### MATERIAL PROVIDED
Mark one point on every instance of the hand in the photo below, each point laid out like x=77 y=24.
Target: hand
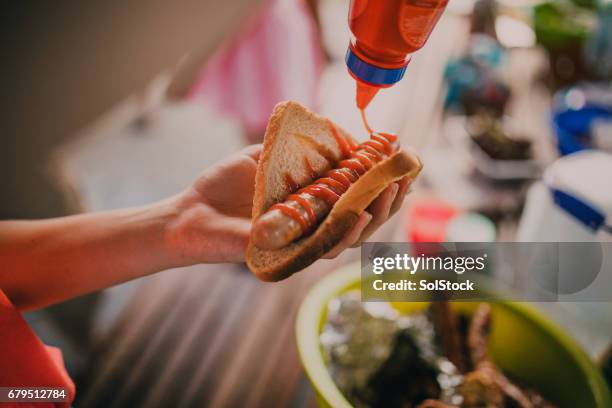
x=214 y=214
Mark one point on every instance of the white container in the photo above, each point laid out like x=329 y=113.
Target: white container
x=558 y=207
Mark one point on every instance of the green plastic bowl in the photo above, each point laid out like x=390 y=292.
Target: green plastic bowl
x=525 y=344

### WHAT YOU ARE ASKED TO DO
For each line of the material that contains the word "laid", make a copy.

### EXERCISE RESULT
Mark one point on every instance of the hand in the photo below, each point laid out like x=77 y=24.
Mark one point on every instance of the white container in the photo above, each point laid out like x=329 y=113.
Mark one point on every instance of the green plastic bowl in the photo above, each point laid out like x=390 y=292.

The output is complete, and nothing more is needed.